*** Opening Records ***

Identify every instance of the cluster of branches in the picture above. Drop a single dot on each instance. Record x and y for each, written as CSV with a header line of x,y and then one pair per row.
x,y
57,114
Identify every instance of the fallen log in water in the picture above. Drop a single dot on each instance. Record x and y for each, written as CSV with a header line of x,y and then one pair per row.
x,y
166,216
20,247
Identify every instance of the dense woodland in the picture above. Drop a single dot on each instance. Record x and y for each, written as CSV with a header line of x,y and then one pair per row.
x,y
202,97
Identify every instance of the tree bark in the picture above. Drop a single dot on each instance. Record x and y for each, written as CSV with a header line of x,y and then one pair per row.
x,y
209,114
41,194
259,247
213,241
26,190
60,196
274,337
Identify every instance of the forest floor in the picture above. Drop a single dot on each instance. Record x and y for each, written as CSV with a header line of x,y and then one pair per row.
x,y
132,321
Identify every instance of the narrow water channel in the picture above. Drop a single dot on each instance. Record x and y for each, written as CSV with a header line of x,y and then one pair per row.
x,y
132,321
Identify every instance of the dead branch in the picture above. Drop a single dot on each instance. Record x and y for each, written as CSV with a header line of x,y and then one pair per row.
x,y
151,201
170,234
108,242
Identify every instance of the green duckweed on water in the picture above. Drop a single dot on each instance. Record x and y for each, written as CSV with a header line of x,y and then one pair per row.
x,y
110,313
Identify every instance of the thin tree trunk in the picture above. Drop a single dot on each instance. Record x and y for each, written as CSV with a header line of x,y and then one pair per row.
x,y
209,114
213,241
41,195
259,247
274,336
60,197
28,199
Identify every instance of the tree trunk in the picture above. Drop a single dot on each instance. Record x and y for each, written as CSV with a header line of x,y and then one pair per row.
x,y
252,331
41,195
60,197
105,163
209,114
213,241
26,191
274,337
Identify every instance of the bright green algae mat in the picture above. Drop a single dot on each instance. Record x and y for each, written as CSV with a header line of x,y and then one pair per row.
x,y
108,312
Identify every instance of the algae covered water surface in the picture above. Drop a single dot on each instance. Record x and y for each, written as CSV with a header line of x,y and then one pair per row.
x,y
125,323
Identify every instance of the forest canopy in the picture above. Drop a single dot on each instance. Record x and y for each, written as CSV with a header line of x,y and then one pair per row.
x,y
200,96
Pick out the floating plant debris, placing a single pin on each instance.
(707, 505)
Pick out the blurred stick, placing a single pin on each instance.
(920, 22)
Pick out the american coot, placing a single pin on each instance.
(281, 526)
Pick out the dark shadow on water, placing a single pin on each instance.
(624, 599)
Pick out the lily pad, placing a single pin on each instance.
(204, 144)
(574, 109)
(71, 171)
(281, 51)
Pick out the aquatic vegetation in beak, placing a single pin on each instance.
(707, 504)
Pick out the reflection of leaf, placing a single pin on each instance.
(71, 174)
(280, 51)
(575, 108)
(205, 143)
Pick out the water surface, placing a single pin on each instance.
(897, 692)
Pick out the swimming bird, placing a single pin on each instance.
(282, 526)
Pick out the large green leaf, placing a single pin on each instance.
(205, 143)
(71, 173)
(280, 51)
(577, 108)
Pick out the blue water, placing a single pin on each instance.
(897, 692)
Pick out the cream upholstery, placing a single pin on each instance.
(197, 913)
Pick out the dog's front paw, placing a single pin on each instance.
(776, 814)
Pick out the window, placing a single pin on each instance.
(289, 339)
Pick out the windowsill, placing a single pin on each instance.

*** Closing Records ***

No line before the one containing "Pick out the lily" belongs in the answer; give again exactly that line and all lines after it through the end of the data.

Pick out the lily pad, placing a single pin on each instance.
(204, 144)
(574, 109)
(71, 171)
(281, 51)
Pick out the aquatic vegetation in beak, placing a single pin on each instance.
(707, 504)
Pick out the reflection of leaf, placing a single pin on each instance.
(71, 174)
(280, 51)
(575, 108)
(205, 143)
Pick out the water surface, placing a single pin on each instance.
(897, 692)
Pick out the swimming bird, placing a single pin on each instance.
(282, 526)
Pick out the large green leaf, placing a single pin on each instance.
(205, 143)
(71, 173)
(280, 51)
(577, 108)
Pick out the blue water, placing a single pin on each instance.
(897, 692)
Pick out the cream upholstery, placing a single pin on each instance.
(197, 913)
Pick out the dog's front paw, placing a single pin on each instance.
(776, 814)
Pick out the window, placing a single pin on each instance.
(289, 339)
Pick out the windowsill, placing a single pin on each instance.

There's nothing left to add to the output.